● **What to do**:
Locate every line in the entries below that contains the string "brown" and copy each such line. The match is case-sensitive.
== Recorded data ==
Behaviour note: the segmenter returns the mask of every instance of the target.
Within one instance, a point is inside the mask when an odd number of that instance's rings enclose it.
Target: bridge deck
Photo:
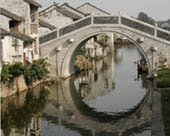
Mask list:
[[[91,25],[119,25],[120,27],[126,27],[130,29],[137,30],[146,35],[150,35],[157,40],[163,40],[170,43],[170,32],[159,28],[158,26],[153,26],[137,19],[119,15],[119,16],[87,16],[78,21],[73,22],[72,24],[65,26],[61,29],[56,29],[44,36],[40,37],[40,44],[48,42],[50,40],[62,37],[66,34],[72,33],[76,30],[80,30],[86,26]]]

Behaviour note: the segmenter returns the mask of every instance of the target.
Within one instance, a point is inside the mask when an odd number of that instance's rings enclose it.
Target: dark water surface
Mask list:
[[[4,100],[5,136],[151,136],[151,91],[137,75],[139,58],[136,47],[122,47],[48,94],[41,88]]]

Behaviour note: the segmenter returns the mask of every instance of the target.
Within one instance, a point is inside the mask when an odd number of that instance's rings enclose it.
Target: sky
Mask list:
[[[70,6],[78,7],[85,2],[111,13],[125,12],[129,16],[137,17],[143,11],[157,21],[170,19],[170,0],[36,0],[43,7],[50,6],[53,2],[62,4],[67,2]],[[42,10],[40,9],[40,10]]]

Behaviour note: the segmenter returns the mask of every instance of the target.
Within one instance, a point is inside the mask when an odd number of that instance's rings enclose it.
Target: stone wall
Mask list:
[[[9,31],[9,21],[11,19],[0,14],[0,28]]]
[[[81,7],[77,8],[79,11],[85,13],[85,14],[91,14],[91,15],[108,15],[107,13],[105,13],[104,11],[98,9],[97,7],[94,7],[92,5],[89,4],[85,4]]]
[[[52,7],[53,8],[53,7]],[[63,15],[62,13],[56,11],[55,9],[48,9],[44,12],[40,12],[40,19],[52,24],[57,28],[67,26],[73,22],[73,19]]]
[[[25,26],[25,34],[30,35],[31,34],[31,28],[30,28],[30,23],[31,23],[31,17],[30,17],[30,5],[24,0],[1,0],[0,2],[0,7],[7,9],[8,11],[23,17],[25,19],[25,22],[23,25]],[[1,20],[4,22],[4,19]],[[7,23],[9,24],[9,23]],[[3,28],[6,28],[7,24],[3,24]],[[5,25],[5,26],[4,26]],[[9,27],[9,26],[8,26]],[[24,28],[24,27],[23,27]]]
[[[4,63],[23,61],[23,41],[11,36],[6,36],[4,39],[2,39],[2,42],[2,61]]]

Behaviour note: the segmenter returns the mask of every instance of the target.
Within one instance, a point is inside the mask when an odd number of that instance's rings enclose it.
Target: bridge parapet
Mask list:
[[[82,28],[90,25],[120,25],[126,26],[140,32],[144,32],[153,36],[155,38],[163,39],[170,41],[170,32],[159,28],[157,25],[150,25],[148,23],[139,21],[135,18],[126,16],[126,15],[116,15],[116,16],[87,16],[78,21],[73,22],[72,24],[63,27],[61,29],[56,29],[42,37],[40,37],[40,44],[48,42],[50,40],[62,37],[66,34],[74,32],[76,30],[81,30]]]

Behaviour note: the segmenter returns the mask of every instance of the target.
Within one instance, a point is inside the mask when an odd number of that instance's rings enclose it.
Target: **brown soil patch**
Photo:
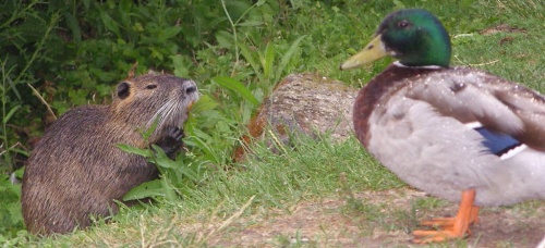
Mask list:
[[[184,226],[184,232],[210,234],[209,246],[283,247],[294,243],[311,247],[391,247],[411,246],[410,233],[417,220],[456,213],[457,206],[415,208],[424,193],[410,188],[361,193],[352,200],[346,196],[302,201],[289,209],[264,210],[226,224]],[[227,219],[227,218],[226,218]],[[472,226],[465,240],[446,246],[535,247],[545,235],[545,202],[514,207],[484,208],[480,223]],[[206,226],[206,227],[205,227]],[[198,236],[198,235],[197,235]]]

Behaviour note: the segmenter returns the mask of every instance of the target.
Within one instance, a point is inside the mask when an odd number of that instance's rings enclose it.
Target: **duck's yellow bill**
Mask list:
[[[341,70],[355,69],[368,64],[375,60],[389,55],[380,41],[380,35],[371,40],[365,48],[341,64]]]

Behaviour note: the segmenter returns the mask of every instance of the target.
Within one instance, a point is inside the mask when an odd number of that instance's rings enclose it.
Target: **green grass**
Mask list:
[[[440,4],[435,4],[433,1],[403,3],[401,1],[326,1],[331,2],[332,5],[315,1],[292,2],[303,3],[296,15],[283,16],[286,20],[282,22],[267,26],[270,28],[269,33],[275,34],[270,40],[276,46],[274,51],[277,53],[290,51],[290,46],[299,37],[307,36],[300,44],[301,49],[295,55],[296,61],[283,65],[282,70],[286,72],[282,75],[317,72],[359,87],[379,73],[389,61],[377,62],[367,70],[350,72],[340,72],[338,70],[340,62],[365,45],[380,20],[393,9],[425,7],[439,16],[453,37],[455,65],[487,70],[542,92],[545,91],[543,88],[545,86],[542,85],[545,75],[545,54],[543,53],[545,9],[543,5],[537,5],[536,0],[500,2],[467,0]],[[480,35],[481,30],[500,24],[508,24],[523,32]],[[240,33],[238,35],[242,40],[256,42],[256,39],[251,36]],[[509,38],[509,41],[499,45],[505,38]],[[268,45],[255,44],[255,49],[259,49],[261,52],[254,54],[256,60],[259,55],[266,60]],[[232,58],[234,51],[228,52],[230,52],[229,58],[234,60]],[[205,53],[203,51],[201,55]],[[210,54],[206,58],[211,60]],[[281,55],[277,54],[277,58]],[[218,60],[222,59],[225,60],[225,58],[218,58]],[[205,64],[198,70],[202,75],[208,72],[233,72],[227,67],[230,63],[220,62],[215,65]],[[254,65],[255,73],[259,73],[259,63],[256,61]],[[270,63],[262,63],[262,65],[268,67],[267,70],[274,70]],[[271,75],[276,74],[271,73]],[[272,87],[269,82],[253,82],[252,84],[257,87],[259,83],[266,83],[267,87]],[[254,88],[253,92],[255,94],[256,90]],[[261,91],[267,92],[268,90],[270,88]],[[229,97],[226,94],[219,95]],[[241,107],[241,109],[244,108]],[[247,110],[244,109],[244,111]],[[242,120],[247,120],[247,116]],[[235,137],[229,138],[235,139]],[[403,186],[395,175],[371,158],[354,138],[336,144],[327,136],[318,139],[299,137],[293,147],[284,148],[284,152],[272,153],[263,144],[257,144],[253,148],[254,153],[242,164],[227,164],[228,162],[225,162],[227,160],[219,160],[226,164],[216,164],[218,166],[207,170],[204,176],[206,181],[202,182],[198,187],[186,190],[183,199],[123,209],[112,218],[109,224],[99,224],[89,231],[50,238],[38,238],[20,232],[17,237],[3,241],[24,247],[206,246],[210,237],[220,232],[229,233],[230,231],[229,225],[215,231],[205,228],[209,224],[230,224],[231,221],[244,216],[268,216],[271,214],[271,209],[280,209],[290,213],[291,208],[300,201],[319,201],[325,197],[347,199],[348,203],[341,211],[353,218],[365,215],[365,219],[362,218],[363,223],[368,222],[368,225],[378,223],[378,226],[385,230],[409,231],[415,220],[421,218],[411,212],[411,209],[388,209],[388,206],[362,202],[352,197],[353,194],[365,190]],[[441,207],[443,203],[434,198],[417,200],[413,209],[433,210]],[[532,209],[542,204],[541,202],[523,203],[520,207],[517,206],[516,210],[531,214]],[[380,212],[378,211],[380,209],[387,210]],[[187,226],[192,225],[196,228],[189,230]],[[365,226],[362,226],[363,236],[368,235],[368,232]],[[317,245],[305,243],[298,234],[293,234],[293,237],[295,237],[294,241],[291,240],[292,237],[279,236],[271,245],[295,247]],[[455,245],[472,244],[461,240]]]

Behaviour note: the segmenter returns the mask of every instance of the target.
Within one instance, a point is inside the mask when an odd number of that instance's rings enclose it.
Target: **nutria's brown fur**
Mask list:
[[[31,233],[68,233],[107,216],[113,200],[157,177],[155,165],[116,145],[156,144],[172,157],[181,147],[182,125],[197,100],[194,82],[146,74],[122,82],[111,106],[84,106],[63,114],[28,159],[22,208]],[[157,123],[145,142],[142,132]]]

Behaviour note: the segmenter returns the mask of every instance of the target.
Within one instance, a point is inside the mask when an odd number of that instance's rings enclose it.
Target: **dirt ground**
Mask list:
[[[352,197],[302,201],[288,210],[267,210],[182,228],[213,234],[206,244],[219,247],[420,247],[411,241],[410,235],[419,228],[417,220],[452,215],[457,211],[457,204],[445,202],[443,207],[415,208],[414,202],[427,196],[410,188]],[[544,202],[484,208],[480,222],[471,227],[472,235],[439,246],[536,247],[545,236],[544,220]]]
===
● **Response**:
Target: **brown soil patch**
Target: **nutria's brown fur**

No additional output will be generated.